Największą niespodzianką była „Cebra”, osiągająca niemal 200 km/h. Różnice zostały uzyskane w tym samym czasie i na tej samej drodze, więc na pomiar nie wpływały takie czynniki jak rzeźba terenu czy wiatr. Według Barrego sekret tkwił w innych przełożeniach. Moim zdaniem jest to kwestia aerodynamiki, ale specjalnie się o to nie spieraliśmy. Potraktowaliśmy to raczej jako ciekawostkę, bo przyjemność z jazdy odeszła już przy ok. 140-150 km/h.

Na pewno do niczego?

Honda utarła nosy wszystkim, którzy sceptycznie spoglądali na „marne” pół litra. Okazuje się, że jest to uniwersalna baza dla motocykli o zupełnie odmiennych charakterach.
Pozbawiony owiewek naked świetnie sprawdzał się w jeździe miejskiej. Chociaż w realiach stołecznego ruchu drogowego bardziej pasuje słowo „przeciskanie” niż jazda, niemniej w korkach, dzięki swojej zwrotności, dorównywał motocyklom co najmniej o klasę mniejszym. Polubiłem ten motocykl na tyle, że nie zawsze od razu wracałem do mieszkania. Przeważnie wyjeżdżałem jeszcze za miasto, żeby poganiać trochę po zakrętach. Bo na „cebeku” sprawiało to po prostu przyjemność.
O CBR można powiedzieć, że jest to trochę przerost formy nad treścią. Wygląda jak rasowa maszyna do urywania kolejnych sekund na okrążeniu toru wyścigowego, jednak realne możliwości okazują się nieco inne. Oczywiście nie ma przeciwwskazań, żeby czasem dla rozrywki pośmigać na torze. CBR nie będzie tam najwolniejsza, jednak do tego są inne motocykle. Trzeba jednak dodać, że Simpson zabrał swoją piękniejszą i lepszą połowę na tor w Radomiu, gdzie spędziła kilka upojnych chwil na „cebrze”. Chyba jej się spodobało, bo Simpson non stop słyszy pytanie: „kochanie, kiedy jedziemy na Radom?”. Jednak zdecydowanie najbardziej spodoba się osobom, które chcą mieć „ścigacza” do jazdy po mieście. No i wygląda najładniej z całej trójki!

Wycinek danych
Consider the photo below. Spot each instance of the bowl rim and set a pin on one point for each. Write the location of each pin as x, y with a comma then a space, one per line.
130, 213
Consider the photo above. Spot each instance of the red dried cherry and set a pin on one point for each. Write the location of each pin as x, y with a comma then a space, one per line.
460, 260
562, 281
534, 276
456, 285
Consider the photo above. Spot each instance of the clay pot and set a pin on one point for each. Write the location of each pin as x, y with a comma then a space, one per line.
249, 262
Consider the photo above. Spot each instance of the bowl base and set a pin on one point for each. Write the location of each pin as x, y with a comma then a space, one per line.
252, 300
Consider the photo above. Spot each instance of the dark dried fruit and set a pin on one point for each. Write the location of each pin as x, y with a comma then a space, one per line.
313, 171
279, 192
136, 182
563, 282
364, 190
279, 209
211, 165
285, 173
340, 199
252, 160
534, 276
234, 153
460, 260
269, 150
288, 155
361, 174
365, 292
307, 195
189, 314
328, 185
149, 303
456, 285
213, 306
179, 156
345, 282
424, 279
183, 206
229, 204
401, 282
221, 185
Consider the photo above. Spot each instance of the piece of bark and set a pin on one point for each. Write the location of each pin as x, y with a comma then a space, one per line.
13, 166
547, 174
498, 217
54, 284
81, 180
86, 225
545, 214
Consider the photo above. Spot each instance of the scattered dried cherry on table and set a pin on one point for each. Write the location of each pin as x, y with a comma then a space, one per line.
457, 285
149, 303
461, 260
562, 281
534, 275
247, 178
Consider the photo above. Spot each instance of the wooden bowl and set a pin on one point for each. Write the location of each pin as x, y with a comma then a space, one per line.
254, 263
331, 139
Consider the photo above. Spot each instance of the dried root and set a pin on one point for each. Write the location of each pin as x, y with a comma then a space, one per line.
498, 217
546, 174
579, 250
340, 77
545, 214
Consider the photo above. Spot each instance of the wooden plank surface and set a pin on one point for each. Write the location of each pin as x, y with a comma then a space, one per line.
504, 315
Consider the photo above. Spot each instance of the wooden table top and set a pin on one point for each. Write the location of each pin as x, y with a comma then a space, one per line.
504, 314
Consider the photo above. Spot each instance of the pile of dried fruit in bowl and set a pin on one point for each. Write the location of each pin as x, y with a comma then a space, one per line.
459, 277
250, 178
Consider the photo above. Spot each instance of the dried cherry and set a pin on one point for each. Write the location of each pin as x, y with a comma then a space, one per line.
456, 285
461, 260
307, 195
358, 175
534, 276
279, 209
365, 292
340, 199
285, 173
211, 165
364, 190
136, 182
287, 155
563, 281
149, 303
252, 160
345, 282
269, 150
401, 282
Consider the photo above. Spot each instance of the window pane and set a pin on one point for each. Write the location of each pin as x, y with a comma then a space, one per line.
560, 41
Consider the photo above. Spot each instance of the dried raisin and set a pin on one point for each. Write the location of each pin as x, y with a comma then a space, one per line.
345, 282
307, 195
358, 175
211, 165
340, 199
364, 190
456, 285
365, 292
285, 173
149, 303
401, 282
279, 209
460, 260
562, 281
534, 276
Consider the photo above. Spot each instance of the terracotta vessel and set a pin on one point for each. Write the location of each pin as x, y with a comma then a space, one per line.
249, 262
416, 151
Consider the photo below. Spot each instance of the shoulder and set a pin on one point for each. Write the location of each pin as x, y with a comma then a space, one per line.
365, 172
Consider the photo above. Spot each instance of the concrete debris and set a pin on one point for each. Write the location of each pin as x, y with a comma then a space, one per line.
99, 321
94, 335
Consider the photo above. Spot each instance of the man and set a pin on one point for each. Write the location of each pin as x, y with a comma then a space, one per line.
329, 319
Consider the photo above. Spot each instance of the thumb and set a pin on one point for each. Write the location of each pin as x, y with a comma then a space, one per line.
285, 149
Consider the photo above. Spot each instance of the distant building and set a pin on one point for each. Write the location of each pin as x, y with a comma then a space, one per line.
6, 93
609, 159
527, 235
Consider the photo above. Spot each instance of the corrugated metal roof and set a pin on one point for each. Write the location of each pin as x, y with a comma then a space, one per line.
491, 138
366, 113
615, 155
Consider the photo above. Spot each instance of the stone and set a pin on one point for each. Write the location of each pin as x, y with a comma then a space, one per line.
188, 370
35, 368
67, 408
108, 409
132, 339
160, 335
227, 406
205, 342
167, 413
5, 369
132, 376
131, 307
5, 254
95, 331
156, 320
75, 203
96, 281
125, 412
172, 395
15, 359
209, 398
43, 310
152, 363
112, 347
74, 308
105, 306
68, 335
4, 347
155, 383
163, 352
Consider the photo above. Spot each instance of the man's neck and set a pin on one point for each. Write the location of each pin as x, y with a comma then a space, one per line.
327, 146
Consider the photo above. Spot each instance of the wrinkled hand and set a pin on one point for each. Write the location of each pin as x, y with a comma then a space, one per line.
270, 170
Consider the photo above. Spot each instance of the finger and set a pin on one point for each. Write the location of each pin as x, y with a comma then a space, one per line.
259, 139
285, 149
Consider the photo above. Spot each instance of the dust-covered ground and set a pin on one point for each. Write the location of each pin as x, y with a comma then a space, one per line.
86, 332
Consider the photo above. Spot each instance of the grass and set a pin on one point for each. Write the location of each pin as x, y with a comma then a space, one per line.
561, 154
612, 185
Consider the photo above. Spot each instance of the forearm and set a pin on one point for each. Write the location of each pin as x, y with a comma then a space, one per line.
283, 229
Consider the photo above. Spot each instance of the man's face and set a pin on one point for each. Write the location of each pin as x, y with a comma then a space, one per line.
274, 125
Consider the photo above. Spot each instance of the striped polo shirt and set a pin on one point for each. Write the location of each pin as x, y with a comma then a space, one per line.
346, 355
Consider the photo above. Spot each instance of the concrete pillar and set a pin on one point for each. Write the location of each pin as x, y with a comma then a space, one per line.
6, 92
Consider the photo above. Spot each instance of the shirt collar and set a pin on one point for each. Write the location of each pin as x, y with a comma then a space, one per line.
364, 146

Zadania do wykonania
A: Policz, w ilu wierszach rekordów występuje ciąg „dark”, przy czym wielkość liter ma znaczenie. Podaj wyłącznie tę liczbę.
B: Dopisz dalszy ciąg tekstu o motocyklach Hondy, zaczynając od miejsca, w którym się kończy.
Rekordy nie mają żadnego związku z tekstem.

Lista odpowiedzi
A: 1

B:
Moim ulubionym motocyklem z tej radosnej trójki została CB 500X. Bardzo rzadko zdarza mi się sytuacja, że w porównaniu trzech motocykli potrafię bez zawahania wybrać jeden z nich jako najlepszy. Tym bardziej wydawałoby się to niemożliwe, gdy trzeba wybierać spośród motocykli powstałych na tej samej bazie. Lecz CB 500X to dla mnie wybór oczywisty.
To wspaniały miks funkcjonalności i przyjemności. Na tej Hondzie siedzi się wygodnie, choć ma niewielkie rozmiary. Szyba skutecznie chroni przed pędzącym powietrzem, a choć to motocyklowy SUV, nie prowadzi się jak tapczan. Motocykl nie jest za szeroki, więc nie musimy obawiać się, czy zarysujemy lusterko panu w S-klasie. Z kolei w weekend bez protestu zawiezie nas w każdy zakątek kraju bez względu na rodzaj drogi, jaką wybierzemy.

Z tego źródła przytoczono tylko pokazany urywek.